▸ **What to work on**: Output the stretch of lines below, from the first line through the line containing "pixel 463 239", as a numbered list, skipping blank lines and including nothing beyond that stretch.

[Excerpts from point annotation data]
** Begin **
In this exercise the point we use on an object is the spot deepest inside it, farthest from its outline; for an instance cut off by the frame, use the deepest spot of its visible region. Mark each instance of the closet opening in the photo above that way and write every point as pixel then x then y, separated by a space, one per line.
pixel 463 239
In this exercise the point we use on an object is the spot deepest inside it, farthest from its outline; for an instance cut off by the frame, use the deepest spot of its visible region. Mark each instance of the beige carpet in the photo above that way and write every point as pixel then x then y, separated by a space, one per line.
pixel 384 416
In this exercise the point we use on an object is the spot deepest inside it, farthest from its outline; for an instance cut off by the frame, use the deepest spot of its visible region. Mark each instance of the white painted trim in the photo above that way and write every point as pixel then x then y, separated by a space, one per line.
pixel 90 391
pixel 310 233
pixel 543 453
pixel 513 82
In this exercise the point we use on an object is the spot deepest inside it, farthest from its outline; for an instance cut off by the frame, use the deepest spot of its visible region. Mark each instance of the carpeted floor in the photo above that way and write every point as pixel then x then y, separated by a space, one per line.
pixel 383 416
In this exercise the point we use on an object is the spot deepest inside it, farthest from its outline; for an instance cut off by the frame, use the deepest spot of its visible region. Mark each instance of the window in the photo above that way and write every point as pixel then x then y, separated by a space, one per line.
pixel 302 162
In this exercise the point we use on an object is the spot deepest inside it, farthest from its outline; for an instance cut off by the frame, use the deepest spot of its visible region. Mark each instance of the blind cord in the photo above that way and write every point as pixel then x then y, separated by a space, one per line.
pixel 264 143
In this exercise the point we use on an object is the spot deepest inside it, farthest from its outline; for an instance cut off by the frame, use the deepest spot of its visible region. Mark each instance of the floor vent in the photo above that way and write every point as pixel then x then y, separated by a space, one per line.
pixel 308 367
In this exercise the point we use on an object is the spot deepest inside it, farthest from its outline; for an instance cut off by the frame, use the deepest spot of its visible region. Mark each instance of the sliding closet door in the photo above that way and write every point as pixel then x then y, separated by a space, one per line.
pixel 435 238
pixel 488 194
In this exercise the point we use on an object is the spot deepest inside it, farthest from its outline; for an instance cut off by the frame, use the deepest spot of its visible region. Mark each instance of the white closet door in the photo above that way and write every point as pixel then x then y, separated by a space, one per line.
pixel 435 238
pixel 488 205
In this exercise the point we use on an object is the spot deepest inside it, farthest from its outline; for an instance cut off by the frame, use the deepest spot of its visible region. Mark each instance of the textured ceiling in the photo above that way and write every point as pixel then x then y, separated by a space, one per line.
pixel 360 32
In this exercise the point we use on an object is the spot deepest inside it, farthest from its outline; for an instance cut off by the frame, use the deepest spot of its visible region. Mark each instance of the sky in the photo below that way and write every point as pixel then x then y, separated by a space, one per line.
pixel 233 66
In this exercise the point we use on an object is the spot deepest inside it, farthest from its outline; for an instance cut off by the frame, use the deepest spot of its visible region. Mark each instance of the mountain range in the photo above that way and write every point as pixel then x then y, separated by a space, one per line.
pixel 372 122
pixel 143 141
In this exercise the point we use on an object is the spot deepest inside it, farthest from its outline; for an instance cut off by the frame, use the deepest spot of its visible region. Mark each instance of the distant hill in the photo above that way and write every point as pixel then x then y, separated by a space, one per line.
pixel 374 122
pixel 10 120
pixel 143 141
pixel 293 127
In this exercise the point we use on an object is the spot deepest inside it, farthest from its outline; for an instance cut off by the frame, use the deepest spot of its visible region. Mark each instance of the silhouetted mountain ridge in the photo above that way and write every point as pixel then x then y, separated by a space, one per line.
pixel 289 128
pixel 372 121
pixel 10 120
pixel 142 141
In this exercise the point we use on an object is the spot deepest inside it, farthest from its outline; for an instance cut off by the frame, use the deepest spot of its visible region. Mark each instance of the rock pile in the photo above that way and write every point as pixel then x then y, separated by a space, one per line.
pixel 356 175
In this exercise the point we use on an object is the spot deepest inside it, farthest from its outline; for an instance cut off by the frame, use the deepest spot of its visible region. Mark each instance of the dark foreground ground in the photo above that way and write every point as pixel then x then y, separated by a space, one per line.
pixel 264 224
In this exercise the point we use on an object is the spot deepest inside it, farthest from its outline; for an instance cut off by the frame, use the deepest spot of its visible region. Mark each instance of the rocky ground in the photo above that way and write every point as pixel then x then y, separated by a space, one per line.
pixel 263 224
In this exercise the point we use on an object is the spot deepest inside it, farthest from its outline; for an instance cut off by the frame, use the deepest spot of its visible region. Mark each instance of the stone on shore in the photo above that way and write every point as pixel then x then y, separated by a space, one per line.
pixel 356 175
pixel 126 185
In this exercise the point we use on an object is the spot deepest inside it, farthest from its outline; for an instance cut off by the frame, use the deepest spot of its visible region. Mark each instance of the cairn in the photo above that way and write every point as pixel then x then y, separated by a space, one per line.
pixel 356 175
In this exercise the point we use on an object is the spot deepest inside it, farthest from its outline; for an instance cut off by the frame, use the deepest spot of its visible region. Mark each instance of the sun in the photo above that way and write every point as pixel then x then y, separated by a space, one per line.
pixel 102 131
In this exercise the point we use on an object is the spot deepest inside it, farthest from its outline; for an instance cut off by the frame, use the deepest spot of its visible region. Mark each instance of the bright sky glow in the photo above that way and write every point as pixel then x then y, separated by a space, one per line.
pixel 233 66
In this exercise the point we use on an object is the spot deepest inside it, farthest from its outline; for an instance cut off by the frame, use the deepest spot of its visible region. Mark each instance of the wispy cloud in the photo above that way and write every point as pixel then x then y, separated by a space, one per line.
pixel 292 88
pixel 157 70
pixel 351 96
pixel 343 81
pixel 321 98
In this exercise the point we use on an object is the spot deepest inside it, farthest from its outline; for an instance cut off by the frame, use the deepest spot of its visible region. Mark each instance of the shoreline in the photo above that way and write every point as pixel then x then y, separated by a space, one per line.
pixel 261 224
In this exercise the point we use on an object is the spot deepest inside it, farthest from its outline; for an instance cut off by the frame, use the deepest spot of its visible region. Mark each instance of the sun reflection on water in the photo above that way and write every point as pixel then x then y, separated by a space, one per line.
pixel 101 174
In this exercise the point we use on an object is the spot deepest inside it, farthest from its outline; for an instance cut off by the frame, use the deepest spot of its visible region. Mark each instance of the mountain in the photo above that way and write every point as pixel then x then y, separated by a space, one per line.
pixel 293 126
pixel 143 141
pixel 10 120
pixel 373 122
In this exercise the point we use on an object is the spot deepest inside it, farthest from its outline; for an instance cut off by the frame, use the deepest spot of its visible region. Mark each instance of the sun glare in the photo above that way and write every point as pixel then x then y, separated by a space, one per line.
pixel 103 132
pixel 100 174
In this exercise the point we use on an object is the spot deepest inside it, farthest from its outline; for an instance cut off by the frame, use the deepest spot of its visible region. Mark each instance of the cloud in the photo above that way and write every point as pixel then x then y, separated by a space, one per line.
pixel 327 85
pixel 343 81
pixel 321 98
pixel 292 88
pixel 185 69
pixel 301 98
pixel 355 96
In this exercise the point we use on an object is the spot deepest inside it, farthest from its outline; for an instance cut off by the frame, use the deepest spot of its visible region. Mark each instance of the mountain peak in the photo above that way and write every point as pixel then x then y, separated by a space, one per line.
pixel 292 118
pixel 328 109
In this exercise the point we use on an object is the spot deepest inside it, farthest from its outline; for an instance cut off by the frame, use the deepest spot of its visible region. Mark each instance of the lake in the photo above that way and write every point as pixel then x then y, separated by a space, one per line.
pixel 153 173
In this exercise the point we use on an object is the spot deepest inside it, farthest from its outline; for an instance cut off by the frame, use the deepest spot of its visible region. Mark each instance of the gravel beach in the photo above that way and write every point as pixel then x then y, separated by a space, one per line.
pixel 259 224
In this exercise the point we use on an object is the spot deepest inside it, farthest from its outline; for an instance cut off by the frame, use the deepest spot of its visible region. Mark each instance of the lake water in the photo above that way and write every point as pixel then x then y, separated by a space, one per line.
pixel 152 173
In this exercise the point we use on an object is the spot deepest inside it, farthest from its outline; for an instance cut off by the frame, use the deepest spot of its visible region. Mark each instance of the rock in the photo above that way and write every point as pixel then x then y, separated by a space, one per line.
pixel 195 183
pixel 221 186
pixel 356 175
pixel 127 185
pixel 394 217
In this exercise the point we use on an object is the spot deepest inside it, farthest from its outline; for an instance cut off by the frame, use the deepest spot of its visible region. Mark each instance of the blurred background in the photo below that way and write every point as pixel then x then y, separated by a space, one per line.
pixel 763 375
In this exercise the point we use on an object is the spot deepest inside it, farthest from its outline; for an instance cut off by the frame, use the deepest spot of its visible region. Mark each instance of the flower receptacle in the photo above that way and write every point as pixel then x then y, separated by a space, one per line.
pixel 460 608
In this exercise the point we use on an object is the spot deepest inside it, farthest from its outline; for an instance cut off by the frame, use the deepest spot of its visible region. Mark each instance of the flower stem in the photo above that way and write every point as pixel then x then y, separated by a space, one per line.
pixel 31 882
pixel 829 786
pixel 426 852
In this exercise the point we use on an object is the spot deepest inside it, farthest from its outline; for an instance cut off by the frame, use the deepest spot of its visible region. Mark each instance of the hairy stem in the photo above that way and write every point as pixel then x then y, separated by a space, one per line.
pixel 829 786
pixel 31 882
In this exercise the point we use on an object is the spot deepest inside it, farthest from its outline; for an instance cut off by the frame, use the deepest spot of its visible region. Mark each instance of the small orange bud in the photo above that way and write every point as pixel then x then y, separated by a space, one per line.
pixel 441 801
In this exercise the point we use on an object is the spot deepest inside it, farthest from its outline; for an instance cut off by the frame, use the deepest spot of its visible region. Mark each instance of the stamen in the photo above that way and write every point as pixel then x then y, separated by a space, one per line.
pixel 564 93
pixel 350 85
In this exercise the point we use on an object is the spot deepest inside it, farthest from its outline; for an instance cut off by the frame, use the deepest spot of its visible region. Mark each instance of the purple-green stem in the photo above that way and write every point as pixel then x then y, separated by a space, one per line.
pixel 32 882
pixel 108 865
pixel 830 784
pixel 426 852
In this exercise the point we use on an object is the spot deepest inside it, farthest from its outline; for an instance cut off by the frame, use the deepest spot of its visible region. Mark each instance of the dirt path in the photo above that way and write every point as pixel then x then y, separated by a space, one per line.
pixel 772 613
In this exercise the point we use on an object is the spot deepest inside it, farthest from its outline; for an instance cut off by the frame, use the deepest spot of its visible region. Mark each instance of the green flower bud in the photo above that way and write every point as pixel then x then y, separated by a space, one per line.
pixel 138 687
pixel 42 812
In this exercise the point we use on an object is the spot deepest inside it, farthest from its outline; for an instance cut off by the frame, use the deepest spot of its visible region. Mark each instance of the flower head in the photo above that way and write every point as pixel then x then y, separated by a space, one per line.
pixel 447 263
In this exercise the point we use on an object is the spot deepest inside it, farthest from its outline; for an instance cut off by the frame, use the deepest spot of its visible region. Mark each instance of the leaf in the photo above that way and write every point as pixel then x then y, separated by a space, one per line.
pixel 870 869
** End **
▸ **Result**:
1. In this exercise the point we use on an object is the spot deepest inside it, farthest from its outline; for an instance cut off by the frame, use the deepest spot of its visible region. Mark each instance of the closet opening in the photo above that way and write every point as pixel then x then y, separated by a space, one per line.
2. pixel 463 239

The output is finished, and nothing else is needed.